§ Things to do:
1 - In the shortage pricing excerpt, reproduce the passage from "i. Comments" up to and including "Wal-Mart at 8.", swapping "Wal-Mart" for "Walmart".
2 - Render this sentence from the shortage pricing excerpt in Spanish: "EPSA states that the Commission must be clear in the Final Rule on the principles and the criteria which underpin its proposal."

─── Source excerpt

240. The Commission requested comment on whether these criteria are
appropriate and whether there are additional criteria that we should
consider in evaluating a proposal for pricing during a period of
operating reserve shortage by RTOs and ISOs.
i. Comments
241. Duke Energy supports the proposed criteria to evaluate RTO's
and ISO's filings on proposed reforms for shortage pricing. Wal-Mart
states that the criteria are a reasonable approach to providing
guidance to RTOs and ISOs in their reform proposals.\336\ EPSA states
that the Commission must be clear in the Final Rule on the principles
and the criteria which underpin its proposal.\337\
---------------------------------------------------------------------------
\336\ Wal-Mart at 8.
\337\ EPSA at 8.
---------------------------------------------------------------------------
242. Comverge states that it supports each of the six proposed
criteria to demonstrate the merits of new energy market rules and the
Commission's proposed rulemaking approach for each respective RTO or
ISO. However, it recommends that the Commission add the following
criterion: ``where applicable, require a detailed assessment of the
impact of new energy market rules on the respective capacity market
participants.'' \338\
---------------------------------------------------------------------------
\338\ Comverge at 23.

──────
─── Provided material

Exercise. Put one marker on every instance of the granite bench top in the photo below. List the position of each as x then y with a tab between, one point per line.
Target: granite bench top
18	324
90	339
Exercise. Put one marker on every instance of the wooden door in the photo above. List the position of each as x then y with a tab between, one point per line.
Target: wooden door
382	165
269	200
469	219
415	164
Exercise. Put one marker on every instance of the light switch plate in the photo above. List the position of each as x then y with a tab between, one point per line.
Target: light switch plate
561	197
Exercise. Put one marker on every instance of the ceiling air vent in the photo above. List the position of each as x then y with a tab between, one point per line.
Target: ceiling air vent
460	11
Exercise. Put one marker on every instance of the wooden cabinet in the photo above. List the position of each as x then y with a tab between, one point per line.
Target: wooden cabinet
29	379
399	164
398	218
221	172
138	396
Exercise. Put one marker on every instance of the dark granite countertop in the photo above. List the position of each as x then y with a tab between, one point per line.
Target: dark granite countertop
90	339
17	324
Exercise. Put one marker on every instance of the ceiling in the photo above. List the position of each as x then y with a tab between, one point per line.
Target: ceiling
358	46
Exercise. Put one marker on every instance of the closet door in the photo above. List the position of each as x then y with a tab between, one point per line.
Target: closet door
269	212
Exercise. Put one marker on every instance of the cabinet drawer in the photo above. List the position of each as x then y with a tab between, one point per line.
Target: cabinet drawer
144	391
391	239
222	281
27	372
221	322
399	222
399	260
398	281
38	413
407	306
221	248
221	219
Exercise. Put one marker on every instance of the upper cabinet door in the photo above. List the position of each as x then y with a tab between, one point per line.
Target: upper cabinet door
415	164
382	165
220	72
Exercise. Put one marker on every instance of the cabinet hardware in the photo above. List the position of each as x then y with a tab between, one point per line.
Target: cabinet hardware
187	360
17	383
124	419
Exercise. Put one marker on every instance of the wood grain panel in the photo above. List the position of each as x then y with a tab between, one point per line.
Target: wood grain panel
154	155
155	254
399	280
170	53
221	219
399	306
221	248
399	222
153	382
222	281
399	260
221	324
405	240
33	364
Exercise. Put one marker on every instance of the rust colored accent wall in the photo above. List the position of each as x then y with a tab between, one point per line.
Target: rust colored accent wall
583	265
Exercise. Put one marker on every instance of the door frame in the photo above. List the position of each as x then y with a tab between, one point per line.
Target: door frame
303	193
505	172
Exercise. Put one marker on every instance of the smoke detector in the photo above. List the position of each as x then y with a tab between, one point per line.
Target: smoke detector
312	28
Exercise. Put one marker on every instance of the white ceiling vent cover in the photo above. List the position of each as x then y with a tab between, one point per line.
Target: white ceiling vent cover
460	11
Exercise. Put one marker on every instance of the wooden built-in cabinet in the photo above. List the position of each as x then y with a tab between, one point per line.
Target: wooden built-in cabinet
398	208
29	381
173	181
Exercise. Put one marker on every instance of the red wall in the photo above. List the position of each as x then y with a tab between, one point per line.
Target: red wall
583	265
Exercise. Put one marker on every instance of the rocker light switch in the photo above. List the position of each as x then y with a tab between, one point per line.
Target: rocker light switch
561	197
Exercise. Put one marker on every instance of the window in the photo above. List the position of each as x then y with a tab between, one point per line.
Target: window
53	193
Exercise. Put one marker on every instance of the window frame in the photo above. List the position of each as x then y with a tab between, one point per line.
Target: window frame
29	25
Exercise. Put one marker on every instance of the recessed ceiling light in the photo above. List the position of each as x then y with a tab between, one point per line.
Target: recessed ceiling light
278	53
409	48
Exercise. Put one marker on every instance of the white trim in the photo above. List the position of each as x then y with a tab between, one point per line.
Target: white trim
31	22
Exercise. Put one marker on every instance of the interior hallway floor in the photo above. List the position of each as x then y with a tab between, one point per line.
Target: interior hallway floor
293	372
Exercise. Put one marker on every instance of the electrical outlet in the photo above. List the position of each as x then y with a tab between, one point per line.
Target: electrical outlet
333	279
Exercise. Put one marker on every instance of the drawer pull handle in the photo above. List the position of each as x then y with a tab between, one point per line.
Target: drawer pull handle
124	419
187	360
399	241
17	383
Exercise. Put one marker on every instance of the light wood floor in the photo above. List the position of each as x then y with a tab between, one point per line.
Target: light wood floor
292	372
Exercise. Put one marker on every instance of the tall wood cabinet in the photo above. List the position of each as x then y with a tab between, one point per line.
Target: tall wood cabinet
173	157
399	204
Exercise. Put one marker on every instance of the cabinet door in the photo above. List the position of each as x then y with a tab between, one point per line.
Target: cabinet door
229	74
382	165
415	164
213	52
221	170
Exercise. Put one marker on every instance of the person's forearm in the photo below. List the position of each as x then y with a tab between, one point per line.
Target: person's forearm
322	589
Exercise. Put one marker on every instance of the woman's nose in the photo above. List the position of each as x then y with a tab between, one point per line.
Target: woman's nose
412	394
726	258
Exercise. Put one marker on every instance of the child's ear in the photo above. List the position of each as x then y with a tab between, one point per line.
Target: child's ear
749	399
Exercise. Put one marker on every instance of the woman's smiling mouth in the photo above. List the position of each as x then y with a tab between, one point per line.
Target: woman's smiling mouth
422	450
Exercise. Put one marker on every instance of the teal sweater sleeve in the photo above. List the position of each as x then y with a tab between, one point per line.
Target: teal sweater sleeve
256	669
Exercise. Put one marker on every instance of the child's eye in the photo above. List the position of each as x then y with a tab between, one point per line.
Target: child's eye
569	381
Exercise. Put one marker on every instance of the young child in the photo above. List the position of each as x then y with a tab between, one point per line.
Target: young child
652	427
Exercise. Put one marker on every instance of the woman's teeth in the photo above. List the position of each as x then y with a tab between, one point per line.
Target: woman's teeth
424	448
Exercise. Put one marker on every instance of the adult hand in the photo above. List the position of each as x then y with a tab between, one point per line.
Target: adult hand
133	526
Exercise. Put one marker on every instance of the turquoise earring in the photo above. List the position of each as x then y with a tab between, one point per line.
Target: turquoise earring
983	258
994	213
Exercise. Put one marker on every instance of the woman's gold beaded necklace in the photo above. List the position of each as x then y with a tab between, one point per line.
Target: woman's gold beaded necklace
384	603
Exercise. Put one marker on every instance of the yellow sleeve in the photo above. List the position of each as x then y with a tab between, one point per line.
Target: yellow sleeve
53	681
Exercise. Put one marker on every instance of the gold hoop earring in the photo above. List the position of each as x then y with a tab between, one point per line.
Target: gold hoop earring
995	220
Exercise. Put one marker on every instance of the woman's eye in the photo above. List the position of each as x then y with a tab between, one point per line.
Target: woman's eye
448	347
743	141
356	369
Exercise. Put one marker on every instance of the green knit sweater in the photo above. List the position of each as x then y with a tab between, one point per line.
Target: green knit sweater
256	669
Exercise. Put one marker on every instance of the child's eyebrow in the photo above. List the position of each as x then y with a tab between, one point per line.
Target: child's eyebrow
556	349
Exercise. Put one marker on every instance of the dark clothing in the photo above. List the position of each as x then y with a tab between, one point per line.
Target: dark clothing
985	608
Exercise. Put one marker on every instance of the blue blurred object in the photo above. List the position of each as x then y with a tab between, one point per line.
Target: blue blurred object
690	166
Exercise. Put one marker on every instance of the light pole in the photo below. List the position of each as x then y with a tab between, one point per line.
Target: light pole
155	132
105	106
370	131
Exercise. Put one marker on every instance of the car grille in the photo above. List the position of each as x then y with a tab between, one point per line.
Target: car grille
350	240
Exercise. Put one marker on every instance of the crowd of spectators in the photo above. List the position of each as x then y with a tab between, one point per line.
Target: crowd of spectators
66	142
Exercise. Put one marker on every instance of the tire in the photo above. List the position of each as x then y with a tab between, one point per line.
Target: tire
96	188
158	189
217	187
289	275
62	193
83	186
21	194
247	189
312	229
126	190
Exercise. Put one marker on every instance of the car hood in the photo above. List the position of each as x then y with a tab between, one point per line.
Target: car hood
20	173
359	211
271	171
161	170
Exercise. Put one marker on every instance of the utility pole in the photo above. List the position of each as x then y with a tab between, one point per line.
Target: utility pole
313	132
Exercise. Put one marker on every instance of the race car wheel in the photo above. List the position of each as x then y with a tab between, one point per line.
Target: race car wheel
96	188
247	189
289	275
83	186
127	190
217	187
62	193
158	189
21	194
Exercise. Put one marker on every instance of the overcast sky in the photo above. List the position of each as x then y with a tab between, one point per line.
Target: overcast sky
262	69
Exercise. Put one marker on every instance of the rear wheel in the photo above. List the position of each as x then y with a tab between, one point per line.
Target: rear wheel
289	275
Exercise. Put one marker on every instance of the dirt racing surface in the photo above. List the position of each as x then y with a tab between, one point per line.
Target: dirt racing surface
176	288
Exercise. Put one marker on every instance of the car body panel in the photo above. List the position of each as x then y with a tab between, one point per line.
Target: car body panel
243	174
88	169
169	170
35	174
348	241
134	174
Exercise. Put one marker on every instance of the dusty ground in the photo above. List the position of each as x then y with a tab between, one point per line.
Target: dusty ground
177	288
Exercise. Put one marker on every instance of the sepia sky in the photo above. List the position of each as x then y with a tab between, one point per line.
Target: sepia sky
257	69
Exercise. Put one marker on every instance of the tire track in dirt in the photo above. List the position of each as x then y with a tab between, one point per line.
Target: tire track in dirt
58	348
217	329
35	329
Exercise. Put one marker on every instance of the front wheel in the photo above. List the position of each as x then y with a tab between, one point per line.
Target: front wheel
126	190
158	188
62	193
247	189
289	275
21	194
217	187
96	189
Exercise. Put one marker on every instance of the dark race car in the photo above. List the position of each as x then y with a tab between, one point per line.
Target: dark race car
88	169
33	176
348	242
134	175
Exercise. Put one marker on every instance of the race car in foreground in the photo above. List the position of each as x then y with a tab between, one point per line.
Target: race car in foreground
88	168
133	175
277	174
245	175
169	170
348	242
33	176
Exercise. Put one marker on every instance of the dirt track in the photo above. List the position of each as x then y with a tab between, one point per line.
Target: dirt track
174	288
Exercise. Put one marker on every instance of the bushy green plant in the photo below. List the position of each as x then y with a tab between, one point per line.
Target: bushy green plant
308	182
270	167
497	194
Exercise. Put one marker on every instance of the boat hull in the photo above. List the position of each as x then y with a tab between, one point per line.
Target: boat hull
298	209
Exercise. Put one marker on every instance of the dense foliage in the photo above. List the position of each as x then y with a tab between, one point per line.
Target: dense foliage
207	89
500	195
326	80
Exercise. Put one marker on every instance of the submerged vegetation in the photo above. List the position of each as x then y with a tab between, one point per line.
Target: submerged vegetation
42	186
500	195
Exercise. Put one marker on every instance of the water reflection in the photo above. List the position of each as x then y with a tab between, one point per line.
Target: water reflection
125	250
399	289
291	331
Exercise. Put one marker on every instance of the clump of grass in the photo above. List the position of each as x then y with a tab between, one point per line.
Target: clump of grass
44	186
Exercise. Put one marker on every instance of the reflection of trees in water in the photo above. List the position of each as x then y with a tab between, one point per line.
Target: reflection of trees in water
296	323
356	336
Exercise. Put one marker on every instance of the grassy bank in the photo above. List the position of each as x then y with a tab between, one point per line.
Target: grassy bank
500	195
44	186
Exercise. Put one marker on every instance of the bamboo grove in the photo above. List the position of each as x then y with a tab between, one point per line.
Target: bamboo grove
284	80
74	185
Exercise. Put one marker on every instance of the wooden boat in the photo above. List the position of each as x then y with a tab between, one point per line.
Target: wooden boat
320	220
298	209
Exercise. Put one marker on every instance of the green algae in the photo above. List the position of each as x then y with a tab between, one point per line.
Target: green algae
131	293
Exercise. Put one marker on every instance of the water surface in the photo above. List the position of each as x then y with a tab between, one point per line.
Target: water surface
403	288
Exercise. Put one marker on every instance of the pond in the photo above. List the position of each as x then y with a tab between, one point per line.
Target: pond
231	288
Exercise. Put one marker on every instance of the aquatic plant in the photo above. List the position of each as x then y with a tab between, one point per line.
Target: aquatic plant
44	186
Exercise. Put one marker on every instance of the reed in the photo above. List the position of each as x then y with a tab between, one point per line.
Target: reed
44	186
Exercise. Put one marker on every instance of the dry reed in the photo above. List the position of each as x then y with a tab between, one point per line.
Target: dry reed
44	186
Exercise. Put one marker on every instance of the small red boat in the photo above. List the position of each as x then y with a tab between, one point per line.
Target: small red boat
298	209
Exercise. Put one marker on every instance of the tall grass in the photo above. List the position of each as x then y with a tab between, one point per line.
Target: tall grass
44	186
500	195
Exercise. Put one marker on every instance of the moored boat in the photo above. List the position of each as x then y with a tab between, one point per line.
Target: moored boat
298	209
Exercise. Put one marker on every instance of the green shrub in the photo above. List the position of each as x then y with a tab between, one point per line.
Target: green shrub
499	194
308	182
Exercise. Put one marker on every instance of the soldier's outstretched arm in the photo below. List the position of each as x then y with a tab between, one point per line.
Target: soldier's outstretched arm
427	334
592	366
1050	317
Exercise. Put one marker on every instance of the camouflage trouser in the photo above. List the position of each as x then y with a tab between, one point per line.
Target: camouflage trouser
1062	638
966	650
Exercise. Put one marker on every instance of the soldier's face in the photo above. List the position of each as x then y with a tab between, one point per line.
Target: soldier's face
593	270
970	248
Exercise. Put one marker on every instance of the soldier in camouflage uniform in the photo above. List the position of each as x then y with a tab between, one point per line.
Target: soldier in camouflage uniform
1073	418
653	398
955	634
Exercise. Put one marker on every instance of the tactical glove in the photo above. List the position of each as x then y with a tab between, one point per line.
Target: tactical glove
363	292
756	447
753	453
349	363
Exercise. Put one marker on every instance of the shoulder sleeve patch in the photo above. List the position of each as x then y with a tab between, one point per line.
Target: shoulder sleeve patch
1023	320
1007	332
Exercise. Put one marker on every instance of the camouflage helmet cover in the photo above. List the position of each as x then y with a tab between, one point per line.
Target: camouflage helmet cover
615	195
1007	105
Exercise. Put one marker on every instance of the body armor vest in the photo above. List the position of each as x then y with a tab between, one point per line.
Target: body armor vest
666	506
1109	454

──────

§ Answer set:
1 -
i. Comments
241. Duke Energy supports the proposed criteria to evaluate RTO's
and ISO's filings on proposed reforms for shortage pricing. Walmart
states that the criteria are a reasonable approach to providing
guidance to RTOs and ISOs in their reform proposals.\336\ EPSA states
that the Commission must be clear in the Final Rule on the principles
and the criteria which underpin its proposal.\337\
---------------------------------------------------------------------------
\336\ Walmart at 8.

2 - EPSA afirma que la Comisión debe ser clara en la Regla Final en cuanto a los principios y los criterios que sustentan su propuesta.